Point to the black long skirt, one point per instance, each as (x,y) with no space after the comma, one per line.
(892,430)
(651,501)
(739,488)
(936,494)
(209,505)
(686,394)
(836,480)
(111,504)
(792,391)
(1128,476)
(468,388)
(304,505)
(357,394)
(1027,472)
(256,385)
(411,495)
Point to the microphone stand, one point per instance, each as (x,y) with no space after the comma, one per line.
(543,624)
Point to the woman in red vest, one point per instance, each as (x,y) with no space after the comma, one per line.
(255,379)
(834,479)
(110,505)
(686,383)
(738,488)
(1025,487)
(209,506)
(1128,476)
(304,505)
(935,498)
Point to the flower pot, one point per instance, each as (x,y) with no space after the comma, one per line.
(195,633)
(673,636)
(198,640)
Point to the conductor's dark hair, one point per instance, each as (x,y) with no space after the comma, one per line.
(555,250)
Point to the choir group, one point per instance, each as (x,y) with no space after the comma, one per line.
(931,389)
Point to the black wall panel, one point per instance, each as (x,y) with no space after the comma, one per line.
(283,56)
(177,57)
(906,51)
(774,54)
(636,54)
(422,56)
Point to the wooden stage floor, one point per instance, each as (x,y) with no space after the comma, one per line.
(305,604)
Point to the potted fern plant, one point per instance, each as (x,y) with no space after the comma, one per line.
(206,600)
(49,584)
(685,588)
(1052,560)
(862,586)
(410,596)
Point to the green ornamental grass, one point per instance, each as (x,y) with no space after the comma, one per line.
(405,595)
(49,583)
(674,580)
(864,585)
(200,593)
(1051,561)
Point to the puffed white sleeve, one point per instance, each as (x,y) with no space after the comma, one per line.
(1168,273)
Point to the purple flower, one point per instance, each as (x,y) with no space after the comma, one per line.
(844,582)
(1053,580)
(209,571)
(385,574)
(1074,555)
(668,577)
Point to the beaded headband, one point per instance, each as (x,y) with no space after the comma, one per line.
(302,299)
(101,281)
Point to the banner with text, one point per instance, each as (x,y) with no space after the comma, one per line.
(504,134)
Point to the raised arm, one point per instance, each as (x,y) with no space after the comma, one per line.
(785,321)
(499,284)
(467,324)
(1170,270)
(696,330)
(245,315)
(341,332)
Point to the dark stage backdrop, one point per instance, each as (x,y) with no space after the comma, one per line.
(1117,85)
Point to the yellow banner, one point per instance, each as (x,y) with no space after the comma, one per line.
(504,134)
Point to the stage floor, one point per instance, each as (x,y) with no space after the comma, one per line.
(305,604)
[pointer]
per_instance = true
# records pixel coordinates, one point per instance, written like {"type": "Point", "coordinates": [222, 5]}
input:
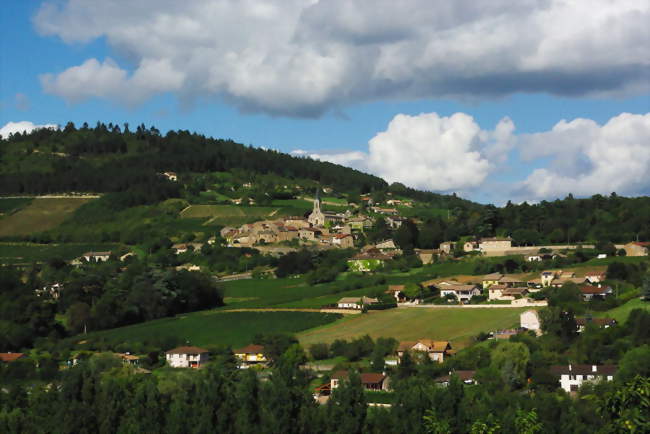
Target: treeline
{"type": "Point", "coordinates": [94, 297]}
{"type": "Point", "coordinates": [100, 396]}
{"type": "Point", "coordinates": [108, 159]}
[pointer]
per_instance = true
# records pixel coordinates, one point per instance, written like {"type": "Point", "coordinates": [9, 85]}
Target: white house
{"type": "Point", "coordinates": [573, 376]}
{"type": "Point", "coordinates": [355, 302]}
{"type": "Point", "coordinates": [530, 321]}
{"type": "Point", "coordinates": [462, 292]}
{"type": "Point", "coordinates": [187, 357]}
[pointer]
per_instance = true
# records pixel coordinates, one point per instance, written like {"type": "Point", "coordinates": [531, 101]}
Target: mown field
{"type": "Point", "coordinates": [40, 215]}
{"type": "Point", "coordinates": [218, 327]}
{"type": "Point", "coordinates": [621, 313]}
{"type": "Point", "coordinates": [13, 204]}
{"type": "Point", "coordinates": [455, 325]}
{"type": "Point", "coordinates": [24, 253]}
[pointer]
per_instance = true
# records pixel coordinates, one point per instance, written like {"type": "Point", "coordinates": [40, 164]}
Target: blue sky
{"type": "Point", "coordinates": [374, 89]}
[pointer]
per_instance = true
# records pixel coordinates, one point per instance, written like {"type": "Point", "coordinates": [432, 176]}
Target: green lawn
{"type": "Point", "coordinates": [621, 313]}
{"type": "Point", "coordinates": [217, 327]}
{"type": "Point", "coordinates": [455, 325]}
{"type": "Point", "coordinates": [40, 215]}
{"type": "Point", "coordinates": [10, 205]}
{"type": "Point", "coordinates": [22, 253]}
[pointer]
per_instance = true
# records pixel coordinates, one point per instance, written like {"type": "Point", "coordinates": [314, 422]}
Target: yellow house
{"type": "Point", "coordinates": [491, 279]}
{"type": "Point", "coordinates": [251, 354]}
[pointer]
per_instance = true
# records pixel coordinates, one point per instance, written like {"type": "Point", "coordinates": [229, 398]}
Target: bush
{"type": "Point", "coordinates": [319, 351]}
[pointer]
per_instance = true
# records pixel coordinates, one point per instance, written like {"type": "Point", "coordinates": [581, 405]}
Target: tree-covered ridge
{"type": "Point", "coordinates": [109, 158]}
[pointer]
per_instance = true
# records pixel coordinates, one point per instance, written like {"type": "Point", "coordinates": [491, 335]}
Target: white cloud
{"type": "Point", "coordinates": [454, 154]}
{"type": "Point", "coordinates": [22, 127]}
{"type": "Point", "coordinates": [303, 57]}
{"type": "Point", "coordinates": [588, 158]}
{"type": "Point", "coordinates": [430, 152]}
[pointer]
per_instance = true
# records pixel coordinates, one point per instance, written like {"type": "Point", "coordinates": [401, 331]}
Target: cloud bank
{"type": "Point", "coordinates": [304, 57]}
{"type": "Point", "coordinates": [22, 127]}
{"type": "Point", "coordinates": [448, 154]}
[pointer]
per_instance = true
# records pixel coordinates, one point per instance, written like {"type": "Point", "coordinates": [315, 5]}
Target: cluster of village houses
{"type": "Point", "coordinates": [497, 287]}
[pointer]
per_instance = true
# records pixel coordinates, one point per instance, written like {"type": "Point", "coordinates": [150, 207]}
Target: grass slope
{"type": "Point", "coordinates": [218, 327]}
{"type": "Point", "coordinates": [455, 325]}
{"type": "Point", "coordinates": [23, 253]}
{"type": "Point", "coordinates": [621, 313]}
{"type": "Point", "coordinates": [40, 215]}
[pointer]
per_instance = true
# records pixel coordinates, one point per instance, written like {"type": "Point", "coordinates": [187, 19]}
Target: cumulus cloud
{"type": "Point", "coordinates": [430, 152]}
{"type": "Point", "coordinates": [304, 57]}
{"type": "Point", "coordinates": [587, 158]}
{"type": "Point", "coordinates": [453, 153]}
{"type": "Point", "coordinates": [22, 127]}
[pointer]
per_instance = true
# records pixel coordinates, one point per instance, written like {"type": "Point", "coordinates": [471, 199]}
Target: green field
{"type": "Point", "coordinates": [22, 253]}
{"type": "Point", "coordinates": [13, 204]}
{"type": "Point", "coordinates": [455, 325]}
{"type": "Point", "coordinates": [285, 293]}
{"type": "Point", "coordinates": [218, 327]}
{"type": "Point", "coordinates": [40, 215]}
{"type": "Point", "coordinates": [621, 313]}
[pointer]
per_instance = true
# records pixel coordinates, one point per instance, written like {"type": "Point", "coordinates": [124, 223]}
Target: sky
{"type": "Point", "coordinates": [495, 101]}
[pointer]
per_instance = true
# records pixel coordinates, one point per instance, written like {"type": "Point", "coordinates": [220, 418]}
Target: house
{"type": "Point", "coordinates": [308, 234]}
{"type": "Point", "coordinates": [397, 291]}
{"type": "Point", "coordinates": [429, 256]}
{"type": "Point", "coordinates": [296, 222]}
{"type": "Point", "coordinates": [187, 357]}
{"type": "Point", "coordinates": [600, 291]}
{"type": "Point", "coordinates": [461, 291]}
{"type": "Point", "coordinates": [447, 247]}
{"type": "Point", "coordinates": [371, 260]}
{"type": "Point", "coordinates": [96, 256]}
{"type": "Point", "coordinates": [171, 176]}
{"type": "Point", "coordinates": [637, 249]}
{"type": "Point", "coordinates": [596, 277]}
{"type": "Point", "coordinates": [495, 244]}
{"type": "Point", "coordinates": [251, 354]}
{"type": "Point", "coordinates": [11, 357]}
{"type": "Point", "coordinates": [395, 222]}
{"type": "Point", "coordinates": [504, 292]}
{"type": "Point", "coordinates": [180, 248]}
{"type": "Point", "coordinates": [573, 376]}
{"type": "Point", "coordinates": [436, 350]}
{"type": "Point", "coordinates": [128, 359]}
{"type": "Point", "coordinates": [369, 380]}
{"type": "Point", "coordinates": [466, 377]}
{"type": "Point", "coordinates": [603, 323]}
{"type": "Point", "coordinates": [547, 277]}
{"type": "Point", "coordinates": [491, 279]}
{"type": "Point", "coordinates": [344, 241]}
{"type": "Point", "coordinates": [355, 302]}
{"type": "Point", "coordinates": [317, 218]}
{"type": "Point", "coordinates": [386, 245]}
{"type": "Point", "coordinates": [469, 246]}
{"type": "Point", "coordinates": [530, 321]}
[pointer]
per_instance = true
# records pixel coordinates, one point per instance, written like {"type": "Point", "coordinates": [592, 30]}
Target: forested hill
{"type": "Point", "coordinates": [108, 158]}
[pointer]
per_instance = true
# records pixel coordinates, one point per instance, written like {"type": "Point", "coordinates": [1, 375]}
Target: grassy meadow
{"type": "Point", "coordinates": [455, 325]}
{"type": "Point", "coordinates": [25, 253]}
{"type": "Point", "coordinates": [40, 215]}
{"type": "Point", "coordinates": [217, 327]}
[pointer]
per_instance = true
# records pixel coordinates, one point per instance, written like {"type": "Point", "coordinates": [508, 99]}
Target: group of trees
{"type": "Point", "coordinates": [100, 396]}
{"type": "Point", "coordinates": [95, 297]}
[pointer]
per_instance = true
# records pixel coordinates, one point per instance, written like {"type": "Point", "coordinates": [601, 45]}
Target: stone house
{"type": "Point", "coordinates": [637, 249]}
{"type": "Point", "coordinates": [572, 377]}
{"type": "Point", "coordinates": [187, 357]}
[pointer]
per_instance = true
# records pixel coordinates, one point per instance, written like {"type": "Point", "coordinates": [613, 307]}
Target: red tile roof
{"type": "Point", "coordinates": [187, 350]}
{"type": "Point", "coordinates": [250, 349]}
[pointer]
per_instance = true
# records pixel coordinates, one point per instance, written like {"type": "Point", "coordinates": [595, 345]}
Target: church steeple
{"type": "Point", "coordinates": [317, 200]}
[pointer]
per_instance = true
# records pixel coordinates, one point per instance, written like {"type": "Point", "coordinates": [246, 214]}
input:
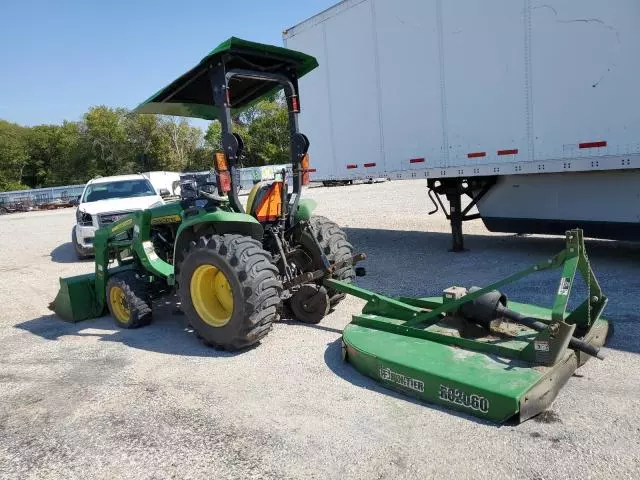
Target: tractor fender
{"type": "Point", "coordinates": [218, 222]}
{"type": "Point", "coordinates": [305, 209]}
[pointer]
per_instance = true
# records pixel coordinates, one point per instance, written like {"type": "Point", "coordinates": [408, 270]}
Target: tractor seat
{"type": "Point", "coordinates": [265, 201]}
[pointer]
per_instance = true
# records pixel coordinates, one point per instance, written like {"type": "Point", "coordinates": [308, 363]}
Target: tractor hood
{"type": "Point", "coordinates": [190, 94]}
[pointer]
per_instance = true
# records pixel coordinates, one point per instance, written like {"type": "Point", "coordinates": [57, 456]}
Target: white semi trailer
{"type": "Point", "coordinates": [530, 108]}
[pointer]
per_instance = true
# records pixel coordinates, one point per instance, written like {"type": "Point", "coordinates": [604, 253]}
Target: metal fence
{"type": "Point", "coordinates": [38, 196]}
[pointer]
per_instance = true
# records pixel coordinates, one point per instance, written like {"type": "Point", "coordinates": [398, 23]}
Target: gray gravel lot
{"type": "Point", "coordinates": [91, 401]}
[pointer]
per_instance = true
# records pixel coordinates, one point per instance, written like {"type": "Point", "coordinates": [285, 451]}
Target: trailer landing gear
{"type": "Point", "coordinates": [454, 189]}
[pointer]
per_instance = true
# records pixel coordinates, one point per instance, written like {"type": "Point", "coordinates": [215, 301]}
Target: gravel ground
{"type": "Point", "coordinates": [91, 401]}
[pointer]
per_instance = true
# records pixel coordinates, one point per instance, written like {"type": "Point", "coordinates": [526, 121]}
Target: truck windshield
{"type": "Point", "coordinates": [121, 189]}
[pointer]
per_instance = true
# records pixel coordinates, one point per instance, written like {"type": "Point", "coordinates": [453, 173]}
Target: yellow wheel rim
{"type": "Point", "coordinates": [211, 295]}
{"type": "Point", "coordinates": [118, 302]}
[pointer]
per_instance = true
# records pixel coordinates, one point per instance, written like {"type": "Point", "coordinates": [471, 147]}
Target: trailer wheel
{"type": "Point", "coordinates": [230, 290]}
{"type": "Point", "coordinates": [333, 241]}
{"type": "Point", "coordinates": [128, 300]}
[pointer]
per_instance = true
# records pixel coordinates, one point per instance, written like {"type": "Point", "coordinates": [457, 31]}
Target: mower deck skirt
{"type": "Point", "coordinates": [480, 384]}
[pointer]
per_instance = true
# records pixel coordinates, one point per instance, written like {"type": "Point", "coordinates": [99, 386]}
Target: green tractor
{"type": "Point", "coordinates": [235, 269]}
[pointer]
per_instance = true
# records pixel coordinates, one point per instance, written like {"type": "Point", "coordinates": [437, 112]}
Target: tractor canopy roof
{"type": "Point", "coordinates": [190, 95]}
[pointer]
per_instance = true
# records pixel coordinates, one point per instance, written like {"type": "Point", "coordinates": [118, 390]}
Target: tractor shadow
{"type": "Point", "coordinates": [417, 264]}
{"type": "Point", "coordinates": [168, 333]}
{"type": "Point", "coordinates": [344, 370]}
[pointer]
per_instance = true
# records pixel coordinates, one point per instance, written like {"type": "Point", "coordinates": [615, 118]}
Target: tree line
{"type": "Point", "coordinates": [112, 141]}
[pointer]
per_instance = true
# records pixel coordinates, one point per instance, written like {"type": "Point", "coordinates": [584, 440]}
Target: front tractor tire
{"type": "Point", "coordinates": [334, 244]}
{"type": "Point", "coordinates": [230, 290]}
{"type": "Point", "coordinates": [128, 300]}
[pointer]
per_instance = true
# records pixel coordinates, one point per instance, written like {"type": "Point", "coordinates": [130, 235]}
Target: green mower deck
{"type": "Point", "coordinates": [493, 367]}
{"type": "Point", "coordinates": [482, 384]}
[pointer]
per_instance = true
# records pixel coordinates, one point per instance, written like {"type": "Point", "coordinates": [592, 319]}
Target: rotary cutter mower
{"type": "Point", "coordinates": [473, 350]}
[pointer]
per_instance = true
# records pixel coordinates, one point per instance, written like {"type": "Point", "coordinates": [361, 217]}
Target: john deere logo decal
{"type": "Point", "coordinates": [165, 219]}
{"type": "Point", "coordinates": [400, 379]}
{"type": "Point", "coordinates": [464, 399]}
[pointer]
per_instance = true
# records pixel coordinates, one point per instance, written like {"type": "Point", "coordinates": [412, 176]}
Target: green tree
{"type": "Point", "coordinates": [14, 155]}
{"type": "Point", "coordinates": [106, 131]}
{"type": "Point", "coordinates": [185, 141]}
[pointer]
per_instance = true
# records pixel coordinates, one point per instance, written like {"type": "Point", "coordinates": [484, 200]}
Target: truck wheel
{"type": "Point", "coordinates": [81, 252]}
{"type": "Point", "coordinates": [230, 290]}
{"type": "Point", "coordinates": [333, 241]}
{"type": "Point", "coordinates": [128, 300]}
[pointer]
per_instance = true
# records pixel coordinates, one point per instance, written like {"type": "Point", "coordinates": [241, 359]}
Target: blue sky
# # # #
# PROBLEM REQUIREMENTS:
Find every line above that contains the string "group" and copy each one in full, treating uppercase and lowercase as different.

# WRITTEN SOLUTION:
Point to the choir group, one point per instance, each as (x,y) with no space after the comma, one per line.
Target: group of trees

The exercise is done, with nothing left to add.